> TASKS AND EXERCISES:
1. Reproduce the text on zoonotic virus hotspots word for word between "Computer models, created" and "of deadly epidemics.", inclusive.
2. List every geographic place name in the text on zoonotic virus hotspots.

> TEXT SECTION:
┄┄┄┄┄┄┄┄┄┄┄┄┄┄┄┄┄┄┄┄
A surprising computer-based study highlights Nebraska and Kansas as possible “hotspots” for mammals carrying viruses with the potential to infect human populations.

Computer models, created by the Cary Institute of Ecosystem Studies in Millbrook, New York, are considered an important new tool in predicting where outbreaks of serious diseases might occur, giving public health experts an opportunity to detect and perhaps avert the threat of deadly epidemics.

The research calls attention to areas with a high probability of viruses spreading from animals to people by identifying rodents capable of carrying the viruses. In the language of researchers these are “zoonotic” diseases – illnesses that cross from animals into people.
┄┄┄┄┄┄┄┄┄┄┄┄┄┄┄┄┄┄┄┄
Records from a data collection:
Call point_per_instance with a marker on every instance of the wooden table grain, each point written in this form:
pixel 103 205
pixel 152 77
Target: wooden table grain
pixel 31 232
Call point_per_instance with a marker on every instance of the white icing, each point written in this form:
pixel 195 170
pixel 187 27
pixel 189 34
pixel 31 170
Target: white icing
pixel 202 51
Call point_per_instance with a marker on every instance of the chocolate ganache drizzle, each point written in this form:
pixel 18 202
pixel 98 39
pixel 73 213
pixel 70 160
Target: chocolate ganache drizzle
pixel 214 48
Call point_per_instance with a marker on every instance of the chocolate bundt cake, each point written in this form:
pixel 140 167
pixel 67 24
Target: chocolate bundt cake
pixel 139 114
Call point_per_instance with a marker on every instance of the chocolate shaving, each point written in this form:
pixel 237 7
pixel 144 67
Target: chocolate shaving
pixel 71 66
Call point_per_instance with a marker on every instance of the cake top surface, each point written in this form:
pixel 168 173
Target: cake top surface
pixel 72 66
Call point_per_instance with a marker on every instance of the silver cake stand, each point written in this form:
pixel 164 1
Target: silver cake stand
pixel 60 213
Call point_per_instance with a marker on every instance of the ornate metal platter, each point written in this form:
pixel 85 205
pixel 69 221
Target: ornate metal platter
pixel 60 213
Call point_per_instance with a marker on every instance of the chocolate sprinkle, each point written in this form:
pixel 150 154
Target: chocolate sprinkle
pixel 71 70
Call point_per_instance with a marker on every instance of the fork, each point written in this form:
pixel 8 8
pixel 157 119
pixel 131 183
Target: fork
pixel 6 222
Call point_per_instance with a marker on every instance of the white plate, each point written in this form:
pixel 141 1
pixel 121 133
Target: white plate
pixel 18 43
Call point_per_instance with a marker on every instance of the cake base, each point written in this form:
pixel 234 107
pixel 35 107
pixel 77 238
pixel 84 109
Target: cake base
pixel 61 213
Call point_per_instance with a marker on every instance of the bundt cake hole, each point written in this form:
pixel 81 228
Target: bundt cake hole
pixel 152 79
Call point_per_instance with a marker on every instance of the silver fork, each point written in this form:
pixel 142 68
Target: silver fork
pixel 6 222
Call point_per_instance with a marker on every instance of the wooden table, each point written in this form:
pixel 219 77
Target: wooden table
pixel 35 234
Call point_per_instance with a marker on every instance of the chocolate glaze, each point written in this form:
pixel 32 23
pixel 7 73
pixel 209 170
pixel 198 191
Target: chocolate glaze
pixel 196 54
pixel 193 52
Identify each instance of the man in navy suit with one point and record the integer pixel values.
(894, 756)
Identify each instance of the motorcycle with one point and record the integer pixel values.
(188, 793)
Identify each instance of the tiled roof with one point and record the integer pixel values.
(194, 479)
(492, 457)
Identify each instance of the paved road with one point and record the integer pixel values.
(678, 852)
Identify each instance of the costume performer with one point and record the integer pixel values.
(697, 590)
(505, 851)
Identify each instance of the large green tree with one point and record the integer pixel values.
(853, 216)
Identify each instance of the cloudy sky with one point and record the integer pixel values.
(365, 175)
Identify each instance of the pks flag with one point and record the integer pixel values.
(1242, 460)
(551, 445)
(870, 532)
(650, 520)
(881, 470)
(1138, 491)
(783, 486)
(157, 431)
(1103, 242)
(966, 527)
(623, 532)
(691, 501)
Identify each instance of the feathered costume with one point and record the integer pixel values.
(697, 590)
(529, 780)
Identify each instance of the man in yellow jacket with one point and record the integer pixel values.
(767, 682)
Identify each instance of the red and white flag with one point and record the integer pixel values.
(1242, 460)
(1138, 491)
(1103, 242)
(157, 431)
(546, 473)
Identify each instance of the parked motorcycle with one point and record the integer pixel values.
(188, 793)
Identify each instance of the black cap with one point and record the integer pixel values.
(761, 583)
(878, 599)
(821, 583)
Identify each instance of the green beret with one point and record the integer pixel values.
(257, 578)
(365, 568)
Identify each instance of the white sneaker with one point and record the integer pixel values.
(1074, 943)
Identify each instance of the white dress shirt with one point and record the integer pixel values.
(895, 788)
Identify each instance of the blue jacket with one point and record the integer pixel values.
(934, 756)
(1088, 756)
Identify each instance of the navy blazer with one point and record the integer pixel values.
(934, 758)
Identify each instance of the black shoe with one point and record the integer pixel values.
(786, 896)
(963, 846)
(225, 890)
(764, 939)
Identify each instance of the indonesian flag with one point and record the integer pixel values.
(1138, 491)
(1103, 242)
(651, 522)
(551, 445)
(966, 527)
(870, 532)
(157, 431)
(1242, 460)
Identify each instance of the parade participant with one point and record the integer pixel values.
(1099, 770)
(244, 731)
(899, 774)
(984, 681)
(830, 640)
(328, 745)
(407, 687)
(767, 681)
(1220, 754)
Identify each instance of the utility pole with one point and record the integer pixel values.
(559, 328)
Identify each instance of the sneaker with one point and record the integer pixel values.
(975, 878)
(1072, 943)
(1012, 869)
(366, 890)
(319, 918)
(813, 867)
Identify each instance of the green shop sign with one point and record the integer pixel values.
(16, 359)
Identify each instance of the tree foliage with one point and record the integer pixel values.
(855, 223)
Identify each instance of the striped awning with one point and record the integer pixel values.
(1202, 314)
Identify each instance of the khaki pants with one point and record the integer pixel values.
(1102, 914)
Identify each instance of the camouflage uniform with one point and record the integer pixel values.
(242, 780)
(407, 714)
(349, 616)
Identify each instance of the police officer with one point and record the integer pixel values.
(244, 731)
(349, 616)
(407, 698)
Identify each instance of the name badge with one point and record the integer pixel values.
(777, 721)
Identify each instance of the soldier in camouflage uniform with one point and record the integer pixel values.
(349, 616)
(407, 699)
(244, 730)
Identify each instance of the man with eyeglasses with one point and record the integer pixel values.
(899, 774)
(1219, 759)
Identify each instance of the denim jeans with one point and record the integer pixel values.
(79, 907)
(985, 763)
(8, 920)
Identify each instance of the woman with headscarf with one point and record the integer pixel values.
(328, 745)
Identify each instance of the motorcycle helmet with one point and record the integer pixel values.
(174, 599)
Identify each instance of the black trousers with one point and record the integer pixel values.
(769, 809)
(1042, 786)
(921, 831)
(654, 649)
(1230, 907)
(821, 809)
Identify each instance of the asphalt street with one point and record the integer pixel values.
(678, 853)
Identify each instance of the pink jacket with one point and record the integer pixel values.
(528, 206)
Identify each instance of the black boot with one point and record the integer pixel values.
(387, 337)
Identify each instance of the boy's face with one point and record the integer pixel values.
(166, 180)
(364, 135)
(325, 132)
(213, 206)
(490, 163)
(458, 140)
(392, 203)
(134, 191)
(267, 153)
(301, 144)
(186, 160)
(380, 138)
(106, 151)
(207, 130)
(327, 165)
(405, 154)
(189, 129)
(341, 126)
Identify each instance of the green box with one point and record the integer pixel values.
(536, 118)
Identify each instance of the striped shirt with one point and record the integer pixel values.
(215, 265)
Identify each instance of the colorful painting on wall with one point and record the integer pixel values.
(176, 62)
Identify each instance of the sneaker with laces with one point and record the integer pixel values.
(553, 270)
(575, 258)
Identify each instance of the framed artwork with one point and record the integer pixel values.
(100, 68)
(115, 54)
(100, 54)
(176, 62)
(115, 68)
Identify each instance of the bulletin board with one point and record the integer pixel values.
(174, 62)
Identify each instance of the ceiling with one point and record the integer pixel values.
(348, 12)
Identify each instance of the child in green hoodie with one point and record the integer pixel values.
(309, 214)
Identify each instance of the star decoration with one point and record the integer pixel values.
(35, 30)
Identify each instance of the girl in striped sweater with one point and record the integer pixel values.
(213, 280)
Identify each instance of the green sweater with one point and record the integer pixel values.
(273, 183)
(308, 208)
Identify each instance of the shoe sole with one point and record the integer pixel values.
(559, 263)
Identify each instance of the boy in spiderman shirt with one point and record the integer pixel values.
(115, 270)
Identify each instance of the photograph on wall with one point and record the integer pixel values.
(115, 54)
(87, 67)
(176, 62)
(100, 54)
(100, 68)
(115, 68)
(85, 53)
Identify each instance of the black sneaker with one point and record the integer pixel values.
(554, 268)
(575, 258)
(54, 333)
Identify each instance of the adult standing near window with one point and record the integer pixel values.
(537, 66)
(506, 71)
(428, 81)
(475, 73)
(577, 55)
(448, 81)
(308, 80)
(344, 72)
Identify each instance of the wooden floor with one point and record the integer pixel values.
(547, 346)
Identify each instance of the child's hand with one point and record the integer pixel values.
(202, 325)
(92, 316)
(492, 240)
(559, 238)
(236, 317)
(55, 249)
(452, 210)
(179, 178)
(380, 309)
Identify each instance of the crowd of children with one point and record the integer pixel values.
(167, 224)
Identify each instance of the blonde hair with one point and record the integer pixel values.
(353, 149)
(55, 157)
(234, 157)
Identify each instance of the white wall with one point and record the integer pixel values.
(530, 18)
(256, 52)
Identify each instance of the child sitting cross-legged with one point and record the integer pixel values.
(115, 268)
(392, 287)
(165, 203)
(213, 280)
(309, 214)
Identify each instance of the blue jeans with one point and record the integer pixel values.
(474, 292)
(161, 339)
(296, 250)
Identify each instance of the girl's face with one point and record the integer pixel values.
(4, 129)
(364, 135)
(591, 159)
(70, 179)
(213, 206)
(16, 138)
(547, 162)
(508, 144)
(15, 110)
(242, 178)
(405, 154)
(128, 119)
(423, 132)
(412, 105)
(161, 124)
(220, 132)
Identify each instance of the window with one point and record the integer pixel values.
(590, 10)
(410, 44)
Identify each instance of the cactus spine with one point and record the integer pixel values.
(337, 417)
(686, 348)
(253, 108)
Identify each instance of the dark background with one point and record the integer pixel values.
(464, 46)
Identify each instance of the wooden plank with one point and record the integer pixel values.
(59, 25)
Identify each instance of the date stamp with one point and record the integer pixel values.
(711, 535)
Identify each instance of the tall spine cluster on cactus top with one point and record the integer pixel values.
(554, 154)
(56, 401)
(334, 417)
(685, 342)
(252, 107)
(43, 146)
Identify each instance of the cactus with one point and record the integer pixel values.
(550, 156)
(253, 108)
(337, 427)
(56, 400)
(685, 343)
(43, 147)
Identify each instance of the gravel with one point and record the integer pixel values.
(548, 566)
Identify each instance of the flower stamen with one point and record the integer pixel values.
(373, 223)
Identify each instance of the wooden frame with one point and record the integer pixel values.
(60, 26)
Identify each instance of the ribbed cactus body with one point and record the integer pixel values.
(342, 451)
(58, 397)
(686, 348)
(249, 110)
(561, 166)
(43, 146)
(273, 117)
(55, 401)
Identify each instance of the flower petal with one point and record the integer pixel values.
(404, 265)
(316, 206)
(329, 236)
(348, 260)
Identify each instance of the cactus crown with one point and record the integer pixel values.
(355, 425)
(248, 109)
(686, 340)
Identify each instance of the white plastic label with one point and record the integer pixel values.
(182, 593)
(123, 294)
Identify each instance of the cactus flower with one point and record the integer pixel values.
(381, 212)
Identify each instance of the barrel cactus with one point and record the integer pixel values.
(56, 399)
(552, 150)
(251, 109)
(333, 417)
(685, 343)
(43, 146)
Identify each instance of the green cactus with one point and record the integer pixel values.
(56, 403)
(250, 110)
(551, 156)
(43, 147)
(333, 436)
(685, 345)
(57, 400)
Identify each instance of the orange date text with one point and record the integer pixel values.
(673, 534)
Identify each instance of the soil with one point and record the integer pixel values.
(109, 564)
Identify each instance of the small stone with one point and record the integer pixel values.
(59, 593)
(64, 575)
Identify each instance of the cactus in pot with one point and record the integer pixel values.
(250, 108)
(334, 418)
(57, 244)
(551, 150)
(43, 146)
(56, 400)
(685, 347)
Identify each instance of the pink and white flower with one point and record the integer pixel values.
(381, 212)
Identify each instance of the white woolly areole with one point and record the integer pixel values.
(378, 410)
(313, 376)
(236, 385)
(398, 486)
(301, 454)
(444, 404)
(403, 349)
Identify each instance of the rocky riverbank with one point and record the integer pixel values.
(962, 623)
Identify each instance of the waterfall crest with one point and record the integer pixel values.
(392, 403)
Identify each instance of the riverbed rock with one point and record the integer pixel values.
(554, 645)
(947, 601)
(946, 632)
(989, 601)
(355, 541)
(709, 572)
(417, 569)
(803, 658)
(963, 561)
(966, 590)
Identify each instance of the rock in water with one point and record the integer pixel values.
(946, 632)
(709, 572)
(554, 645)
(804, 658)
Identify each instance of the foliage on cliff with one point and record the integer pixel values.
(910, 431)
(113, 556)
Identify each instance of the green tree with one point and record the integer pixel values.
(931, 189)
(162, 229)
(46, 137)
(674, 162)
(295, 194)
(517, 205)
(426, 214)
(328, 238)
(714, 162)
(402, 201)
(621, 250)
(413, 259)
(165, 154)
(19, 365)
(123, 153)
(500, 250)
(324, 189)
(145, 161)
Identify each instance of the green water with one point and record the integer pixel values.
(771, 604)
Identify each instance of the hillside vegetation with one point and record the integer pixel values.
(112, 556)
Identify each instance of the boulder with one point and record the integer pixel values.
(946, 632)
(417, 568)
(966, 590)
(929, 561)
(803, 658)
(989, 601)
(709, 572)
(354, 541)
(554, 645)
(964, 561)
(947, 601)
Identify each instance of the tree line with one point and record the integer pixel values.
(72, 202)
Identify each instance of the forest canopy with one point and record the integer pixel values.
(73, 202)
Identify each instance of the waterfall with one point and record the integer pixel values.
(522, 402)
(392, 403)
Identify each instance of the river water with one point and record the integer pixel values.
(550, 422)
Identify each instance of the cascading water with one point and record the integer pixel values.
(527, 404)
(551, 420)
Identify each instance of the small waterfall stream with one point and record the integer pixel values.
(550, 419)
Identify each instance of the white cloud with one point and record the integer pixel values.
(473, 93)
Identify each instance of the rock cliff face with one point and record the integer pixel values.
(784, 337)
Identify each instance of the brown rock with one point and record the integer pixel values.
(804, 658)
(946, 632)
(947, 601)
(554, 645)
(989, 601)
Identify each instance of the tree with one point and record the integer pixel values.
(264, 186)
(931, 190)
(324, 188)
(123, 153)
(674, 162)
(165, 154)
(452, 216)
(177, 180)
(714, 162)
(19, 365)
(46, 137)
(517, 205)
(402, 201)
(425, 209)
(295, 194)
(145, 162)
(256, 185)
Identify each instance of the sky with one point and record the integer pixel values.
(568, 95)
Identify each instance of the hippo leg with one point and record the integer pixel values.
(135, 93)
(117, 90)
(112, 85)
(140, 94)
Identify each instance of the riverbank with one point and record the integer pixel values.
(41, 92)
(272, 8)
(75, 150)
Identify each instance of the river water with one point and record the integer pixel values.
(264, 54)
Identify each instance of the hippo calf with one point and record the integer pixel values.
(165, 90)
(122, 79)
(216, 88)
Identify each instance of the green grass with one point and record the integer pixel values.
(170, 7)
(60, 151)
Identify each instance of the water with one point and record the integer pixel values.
┄┄┄┄┄┄┄┄┄┄┄┄┄┄┄┄┄┄┄┄
> WRITTEN RESPONSES:
1.
Computer models, created by the Cary Institute of Ecosystem Studies in Millbrook, New York, are considered an important new tool in predicting where outbreaks of serious diseases might occur, giving public health experts an opportunity to detect and perhaps avert the threat of deadly epidemics.

2. Nebraska, Kansas, Millbrook, New York